* [Text to read]
%%

Mad Men Dress Challenge 3 – Bobbie Barrett

By on April 14, 2014

The fabulous Bobbie Barret was the inspiration for my entry into Julia Bobbin’s Mad Men Dress Challenge 3. I chose Butterick 9497, with this lovely purple fabric from an op shop. I decided to make a hat to accessorise, as ‘business’ Bobbie is rarely seen without a perfectly styled hat, fortunately I had the body of a hat I had played around with just waiting to be embellished.

I have had some fun in this dress already, my daughter and I dressed up to watch Audrey Hepburn in Funny Face at a lovely old cinema on the weekend. By special request I had to whip up a dress for her in matching fabric, she also embellished her own hat, the base of which I had at hand. Here we are, it was VERY exciting.

This is the original pattern – I have many more photos over on my blog – this dress really was ‘quick and easy’ and I love it more than I thought, I do plan to make the full skirted version, perhaps for spring.

It has been ages since I have posted here, but I have been doing a lot of vintage sewing! Many separates, that get worn daily – including finishing off other people’s sewing projects, like this lovely gabardine skirt, which came to me through a friend, in a suitcase with fabrics and patterns, mostly 1970s.

%%

* [Work to be completed] Rewrite the dress challenge post from "This is the" to "patterns, mostly 1970s.", swapping "gabardine" for "tweed".

* [Data section]
%%

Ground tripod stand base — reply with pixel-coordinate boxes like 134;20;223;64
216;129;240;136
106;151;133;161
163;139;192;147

%%

* [Answer]
This is the original pattern – I have many more photos over on my blog – this dress really was ‘quick and easy’ and I love it more than I thought, I do plan to make the full skirted version, perhaps for spring.

It has been ages since I have posted here, but I have been doing a lot of vintage sewing! Many separates, that get worn daily – including finishing off other people’s sewing projects, like this lovely tweed skirt, which came to me through a friend, in a suitcase with fabrics and patterns, mostly 1970s.